PROBLEM DESCRIPTION:
Only the lines from the one containing "of the dirt" through the final line of the entries below are wanted, each copied exactly.

SUPPLIED MATERIAL:
---
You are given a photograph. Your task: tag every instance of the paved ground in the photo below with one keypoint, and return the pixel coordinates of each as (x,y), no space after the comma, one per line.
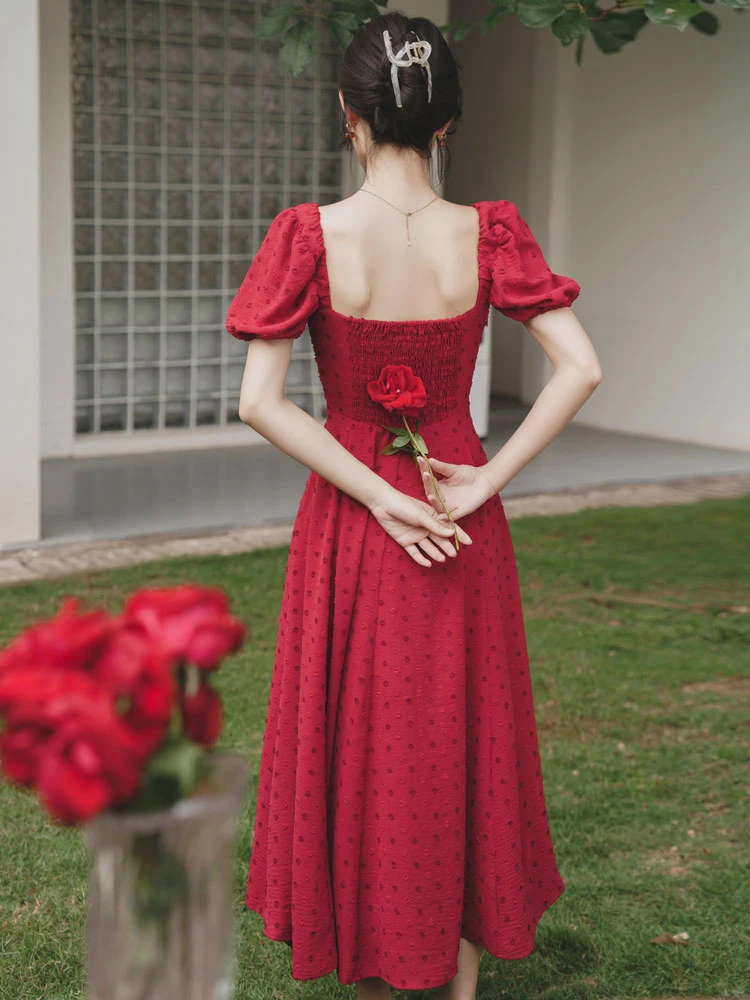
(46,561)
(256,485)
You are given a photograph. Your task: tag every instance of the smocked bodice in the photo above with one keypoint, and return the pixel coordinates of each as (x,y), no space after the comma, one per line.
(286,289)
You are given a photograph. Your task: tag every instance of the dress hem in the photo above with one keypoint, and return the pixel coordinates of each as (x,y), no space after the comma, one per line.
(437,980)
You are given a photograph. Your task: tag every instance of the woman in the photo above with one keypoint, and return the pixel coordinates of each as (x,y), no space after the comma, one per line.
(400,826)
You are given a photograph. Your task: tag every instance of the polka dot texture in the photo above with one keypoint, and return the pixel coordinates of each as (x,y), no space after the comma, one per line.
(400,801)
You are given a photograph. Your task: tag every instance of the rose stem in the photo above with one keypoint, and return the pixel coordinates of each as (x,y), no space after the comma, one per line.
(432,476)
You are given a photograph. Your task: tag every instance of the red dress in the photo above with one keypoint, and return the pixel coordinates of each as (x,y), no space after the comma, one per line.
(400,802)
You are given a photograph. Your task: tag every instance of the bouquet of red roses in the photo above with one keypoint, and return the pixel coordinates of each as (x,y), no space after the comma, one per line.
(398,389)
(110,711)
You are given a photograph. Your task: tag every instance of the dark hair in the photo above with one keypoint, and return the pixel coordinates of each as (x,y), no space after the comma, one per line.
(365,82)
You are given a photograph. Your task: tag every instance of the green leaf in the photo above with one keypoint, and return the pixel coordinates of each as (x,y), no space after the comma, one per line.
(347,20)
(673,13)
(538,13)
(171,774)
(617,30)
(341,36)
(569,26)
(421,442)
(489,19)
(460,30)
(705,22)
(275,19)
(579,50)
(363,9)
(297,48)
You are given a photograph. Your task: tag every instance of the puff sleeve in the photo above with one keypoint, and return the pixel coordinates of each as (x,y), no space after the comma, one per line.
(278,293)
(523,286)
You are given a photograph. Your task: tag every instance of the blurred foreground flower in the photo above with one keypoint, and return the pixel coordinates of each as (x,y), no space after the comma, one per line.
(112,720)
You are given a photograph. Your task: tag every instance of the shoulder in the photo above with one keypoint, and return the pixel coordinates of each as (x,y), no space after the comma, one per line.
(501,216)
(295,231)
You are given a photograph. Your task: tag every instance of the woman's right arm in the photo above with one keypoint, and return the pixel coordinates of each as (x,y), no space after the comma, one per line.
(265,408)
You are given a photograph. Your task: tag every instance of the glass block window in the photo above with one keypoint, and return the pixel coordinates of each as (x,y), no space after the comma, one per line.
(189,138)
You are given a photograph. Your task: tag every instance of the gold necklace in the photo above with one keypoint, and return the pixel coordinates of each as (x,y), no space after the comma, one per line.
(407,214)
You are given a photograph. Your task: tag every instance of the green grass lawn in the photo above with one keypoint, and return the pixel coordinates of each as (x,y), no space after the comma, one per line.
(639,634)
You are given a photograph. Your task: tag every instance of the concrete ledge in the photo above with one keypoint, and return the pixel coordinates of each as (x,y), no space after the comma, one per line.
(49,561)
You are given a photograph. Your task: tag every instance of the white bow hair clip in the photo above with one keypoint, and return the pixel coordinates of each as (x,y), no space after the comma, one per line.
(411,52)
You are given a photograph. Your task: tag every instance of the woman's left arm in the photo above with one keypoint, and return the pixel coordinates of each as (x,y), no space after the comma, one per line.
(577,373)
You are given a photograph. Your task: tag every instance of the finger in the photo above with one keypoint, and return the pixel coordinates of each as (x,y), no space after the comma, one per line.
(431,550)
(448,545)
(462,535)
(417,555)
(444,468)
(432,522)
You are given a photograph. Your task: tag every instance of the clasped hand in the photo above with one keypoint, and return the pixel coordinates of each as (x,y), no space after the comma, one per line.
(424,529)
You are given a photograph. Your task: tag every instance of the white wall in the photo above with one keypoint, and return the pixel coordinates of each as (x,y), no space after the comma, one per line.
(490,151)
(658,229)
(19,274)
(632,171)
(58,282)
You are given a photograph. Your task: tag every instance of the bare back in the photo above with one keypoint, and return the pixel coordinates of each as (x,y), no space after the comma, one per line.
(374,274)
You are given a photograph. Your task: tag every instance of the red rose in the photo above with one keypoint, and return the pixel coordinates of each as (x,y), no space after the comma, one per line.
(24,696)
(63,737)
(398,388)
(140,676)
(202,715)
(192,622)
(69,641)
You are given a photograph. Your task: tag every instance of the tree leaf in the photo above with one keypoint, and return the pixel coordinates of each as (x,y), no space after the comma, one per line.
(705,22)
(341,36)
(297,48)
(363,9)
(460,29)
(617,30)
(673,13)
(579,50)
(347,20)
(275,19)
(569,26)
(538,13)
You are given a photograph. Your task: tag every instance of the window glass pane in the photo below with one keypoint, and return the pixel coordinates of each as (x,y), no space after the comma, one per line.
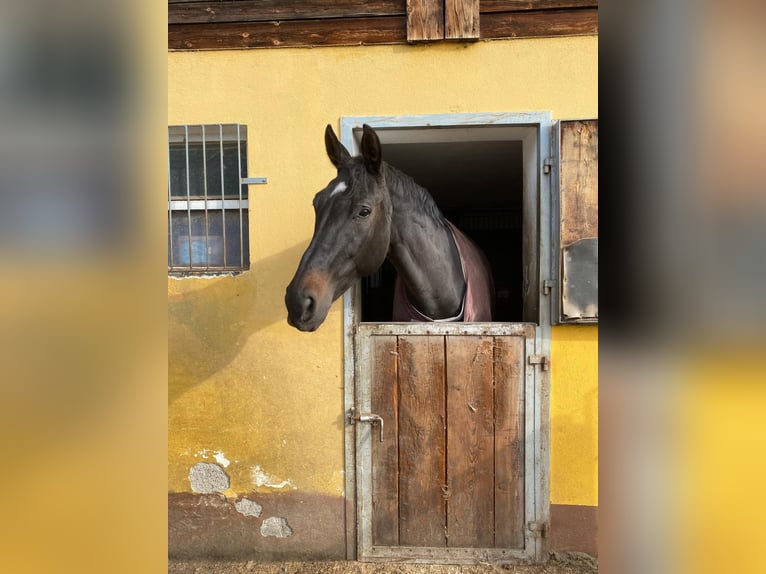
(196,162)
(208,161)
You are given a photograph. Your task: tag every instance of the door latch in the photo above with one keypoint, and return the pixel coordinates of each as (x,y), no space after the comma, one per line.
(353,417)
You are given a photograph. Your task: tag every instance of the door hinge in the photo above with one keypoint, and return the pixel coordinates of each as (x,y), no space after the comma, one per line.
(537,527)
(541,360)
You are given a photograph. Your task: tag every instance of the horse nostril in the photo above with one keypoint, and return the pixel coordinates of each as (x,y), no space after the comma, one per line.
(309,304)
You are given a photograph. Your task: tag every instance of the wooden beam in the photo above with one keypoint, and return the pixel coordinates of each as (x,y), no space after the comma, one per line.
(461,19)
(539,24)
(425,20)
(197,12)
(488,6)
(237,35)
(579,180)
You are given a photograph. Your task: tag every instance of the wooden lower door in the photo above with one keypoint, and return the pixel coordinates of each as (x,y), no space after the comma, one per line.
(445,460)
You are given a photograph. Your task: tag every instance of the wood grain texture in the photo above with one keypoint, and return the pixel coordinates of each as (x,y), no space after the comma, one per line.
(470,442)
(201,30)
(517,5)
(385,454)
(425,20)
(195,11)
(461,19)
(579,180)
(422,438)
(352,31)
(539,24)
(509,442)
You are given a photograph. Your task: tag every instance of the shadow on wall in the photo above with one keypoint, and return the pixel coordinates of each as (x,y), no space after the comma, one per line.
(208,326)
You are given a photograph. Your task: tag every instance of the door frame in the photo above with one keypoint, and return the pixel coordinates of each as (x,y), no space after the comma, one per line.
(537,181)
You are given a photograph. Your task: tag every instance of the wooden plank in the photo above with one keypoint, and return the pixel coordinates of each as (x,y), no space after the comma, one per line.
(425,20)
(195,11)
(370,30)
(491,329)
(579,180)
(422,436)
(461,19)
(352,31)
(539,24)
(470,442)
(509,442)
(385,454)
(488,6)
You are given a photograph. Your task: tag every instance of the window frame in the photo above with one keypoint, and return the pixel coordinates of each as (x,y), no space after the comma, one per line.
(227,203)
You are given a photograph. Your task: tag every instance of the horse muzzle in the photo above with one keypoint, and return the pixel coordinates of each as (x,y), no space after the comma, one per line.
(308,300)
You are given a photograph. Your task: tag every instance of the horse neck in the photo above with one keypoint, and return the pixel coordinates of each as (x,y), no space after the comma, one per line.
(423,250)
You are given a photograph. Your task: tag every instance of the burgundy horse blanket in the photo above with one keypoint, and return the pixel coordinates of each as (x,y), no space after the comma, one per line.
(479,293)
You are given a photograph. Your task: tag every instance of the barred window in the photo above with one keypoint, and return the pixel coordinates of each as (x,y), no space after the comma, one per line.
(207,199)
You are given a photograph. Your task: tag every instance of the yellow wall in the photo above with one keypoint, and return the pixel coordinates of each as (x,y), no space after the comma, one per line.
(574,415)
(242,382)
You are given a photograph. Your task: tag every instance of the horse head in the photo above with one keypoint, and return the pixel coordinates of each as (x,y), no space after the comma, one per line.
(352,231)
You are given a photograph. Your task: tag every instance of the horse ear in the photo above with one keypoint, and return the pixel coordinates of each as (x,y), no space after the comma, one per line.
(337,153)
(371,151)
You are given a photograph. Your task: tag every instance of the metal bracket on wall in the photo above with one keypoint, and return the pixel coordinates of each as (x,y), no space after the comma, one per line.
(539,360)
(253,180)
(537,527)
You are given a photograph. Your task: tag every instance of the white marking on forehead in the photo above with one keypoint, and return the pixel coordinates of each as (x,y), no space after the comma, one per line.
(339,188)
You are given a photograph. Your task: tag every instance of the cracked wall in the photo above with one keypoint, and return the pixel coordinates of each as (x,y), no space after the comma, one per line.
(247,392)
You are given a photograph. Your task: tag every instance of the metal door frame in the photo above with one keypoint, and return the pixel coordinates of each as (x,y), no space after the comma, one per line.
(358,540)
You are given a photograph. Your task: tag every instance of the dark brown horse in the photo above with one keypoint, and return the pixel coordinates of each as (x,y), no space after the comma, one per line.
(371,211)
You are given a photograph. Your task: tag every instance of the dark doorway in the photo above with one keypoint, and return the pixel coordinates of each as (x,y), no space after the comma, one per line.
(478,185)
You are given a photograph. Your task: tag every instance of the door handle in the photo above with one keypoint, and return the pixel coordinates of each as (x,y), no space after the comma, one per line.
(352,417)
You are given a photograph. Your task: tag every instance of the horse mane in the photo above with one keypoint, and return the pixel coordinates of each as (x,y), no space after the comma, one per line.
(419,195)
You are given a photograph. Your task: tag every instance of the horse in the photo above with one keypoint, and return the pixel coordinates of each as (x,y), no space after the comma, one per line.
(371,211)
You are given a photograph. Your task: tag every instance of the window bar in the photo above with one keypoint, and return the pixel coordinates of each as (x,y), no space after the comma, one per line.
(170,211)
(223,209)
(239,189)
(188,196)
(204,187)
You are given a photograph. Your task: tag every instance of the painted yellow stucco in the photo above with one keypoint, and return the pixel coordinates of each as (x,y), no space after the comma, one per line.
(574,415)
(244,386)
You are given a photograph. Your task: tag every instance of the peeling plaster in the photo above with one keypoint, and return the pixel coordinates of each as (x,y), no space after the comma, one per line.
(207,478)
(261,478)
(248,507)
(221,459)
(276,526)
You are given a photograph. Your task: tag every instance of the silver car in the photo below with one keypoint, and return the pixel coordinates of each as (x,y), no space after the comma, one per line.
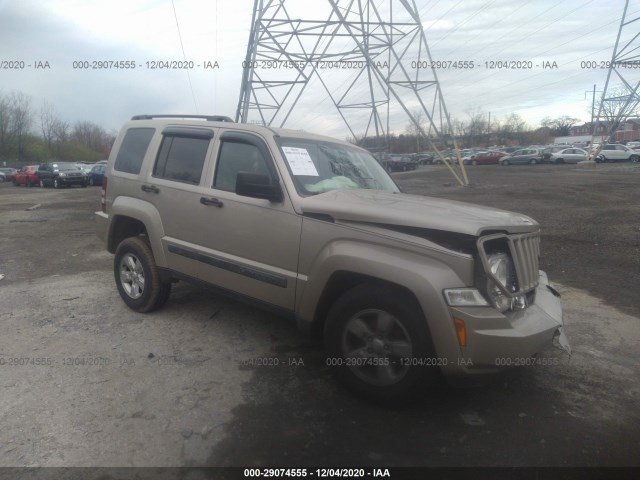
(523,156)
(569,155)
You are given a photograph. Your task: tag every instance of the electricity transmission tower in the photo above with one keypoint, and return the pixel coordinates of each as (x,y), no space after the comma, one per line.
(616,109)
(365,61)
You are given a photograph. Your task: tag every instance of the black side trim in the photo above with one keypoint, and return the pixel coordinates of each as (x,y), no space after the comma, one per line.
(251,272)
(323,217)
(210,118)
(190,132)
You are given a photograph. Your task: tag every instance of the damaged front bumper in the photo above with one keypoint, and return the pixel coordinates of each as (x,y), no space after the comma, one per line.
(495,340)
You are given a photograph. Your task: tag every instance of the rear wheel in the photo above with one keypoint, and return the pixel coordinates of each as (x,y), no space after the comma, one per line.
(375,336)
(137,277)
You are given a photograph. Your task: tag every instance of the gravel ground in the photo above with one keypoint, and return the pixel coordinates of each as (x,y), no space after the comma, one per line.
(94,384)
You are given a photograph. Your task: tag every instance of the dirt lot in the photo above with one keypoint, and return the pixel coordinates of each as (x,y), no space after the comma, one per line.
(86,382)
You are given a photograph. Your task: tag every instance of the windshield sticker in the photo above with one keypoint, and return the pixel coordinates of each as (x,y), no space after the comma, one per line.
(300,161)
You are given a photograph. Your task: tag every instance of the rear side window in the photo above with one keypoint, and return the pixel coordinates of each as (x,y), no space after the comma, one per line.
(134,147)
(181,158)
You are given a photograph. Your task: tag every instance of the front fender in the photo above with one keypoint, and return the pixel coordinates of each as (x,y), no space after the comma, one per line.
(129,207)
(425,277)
---
REPLY TO THE TASK:
You are given a photograph. Your task: tag every instance of the dirt lot in the photo above with one keypoint, and return the pixel coordinates of each as (x,y), no space after the comma, one per line.
(86,382)
You are given a photograph. Your task: tag every instance of the windshield sticker in the photo above with one keypoint, and return the pixel coordinates of each as (x,y), no space after the comma, one per line.
(300,161)
You are given a photograph. Your task: tag every instance of the rear side window in the photo above with one keypoint, and return the pixel coordinates of each as (x,y), no space after the comma, one per line.
(134,147)
(181,158)
You are given a photograph. Your task: tag every instance of the front fender in the photo above with one keypoint, and return the pixel coordinates of each as (x,y), no space after the comma, one per line.
(129,207)
(425,277)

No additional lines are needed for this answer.